BEGIN Input records

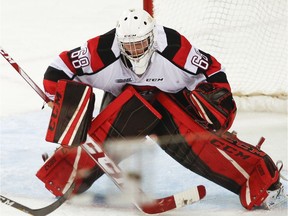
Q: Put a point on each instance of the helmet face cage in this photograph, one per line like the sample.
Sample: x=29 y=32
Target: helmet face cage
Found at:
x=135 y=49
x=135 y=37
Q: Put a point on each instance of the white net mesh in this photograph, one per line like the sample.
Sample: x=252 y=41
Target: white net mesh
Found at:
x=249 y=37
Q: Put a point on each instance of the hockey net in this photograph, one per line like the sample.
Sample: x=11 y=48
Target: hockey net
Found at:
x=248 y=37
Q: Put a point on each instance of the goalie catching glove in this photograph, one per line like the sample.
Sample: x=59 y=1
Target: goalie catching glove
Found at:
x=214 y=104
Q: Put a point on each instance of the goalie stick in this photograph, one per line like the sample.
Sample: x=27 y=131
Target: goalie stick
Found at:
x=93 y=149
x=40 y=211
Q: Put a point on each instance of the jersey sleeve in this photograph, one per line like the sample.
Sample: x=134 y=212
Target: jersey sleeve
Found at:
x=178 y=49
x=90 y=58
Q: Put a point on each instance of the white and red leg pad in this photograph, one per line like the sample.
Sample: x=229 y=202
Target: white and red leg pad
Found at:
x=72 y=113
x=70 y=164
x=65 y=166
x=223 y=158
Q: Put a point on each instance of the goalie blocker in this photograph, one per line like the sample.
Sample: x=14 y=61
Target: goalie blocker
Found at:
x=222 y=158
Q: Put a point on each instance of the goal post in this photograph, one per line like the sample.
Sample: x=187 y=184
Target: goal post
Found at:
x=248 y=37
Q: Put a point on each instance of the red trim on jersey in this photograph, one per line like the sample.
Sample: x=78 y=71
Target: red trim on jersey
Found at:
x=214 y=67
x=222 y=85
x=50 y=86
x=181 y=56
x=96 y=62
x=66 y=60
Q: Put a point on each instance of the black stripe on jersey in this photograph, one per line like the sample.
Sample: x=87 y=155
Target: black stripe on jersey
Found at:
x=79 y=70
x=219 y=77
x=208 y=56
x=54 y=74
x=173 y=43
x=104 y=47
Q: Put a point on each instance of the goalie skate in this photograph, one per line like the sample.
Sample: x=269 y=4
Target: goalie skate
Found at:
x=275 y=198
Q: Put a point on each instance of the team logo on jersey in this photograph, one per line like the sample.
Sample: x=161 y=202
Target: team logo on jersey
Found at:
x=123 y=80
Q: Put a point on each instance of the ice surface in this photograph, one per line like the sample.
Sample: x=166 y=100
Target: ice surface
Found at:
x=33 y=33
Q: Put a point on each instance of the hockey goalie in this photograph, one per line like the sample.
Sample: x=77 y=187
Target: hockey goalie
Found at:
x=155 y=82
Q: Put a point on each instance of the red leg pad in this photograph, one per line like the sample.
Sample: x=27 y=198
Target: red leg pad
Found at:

END Input records

Start copying at the line that contains "Sample: x=78 y=71" and stop after the last line of the records, keeping every line exactly.

Sample: x=78 y=71
Target: red trim on jersey
Found at:
x=214 y=67
x=222 y=85
x=50 y=86
x=181 y=56
x=96 y=62
x=66 y=60
Q: Put a point on each instance of the black stripe on jersey in this photograph, one per line like the sample.
Sample: x=87 y=155
Target: black stripe on jersey
Found at:
x=79 y=70
x=219 y=77
x=208 y=56
x=54 y=74
x=173 y=43
x=104 y=47
Q: Put a point on each instance of the goalie skate in this photograph, one per line like the sample.
Sample: x=269 y=4
Target: goalie skate
Found at:
x=275 y=198
Q: Put a point on each instance of the team logo on jersey in this photograph, one per line like the sample.
Sample: x=161 y=202
Target: team logo on jersey
Found at:
x=123 y=80
Q: Put a point on each instance of the ice surface in this photograph, one per line like the sample.
Sample: x=166 y=100
Target: ice surface
Found at:
x=33 y=33
Q: Put a point on each instance of the hockey goalie in this photograph, one per line like the sample.
Sample: x=77 y=187
Target: hockey goalie
Found at:
x=155 y=82
Q: Put a point on each instance of the red leg pad in this photograph, one per line like the sample.
Sample: x=27 y=198
Target: red leg pad
Found at:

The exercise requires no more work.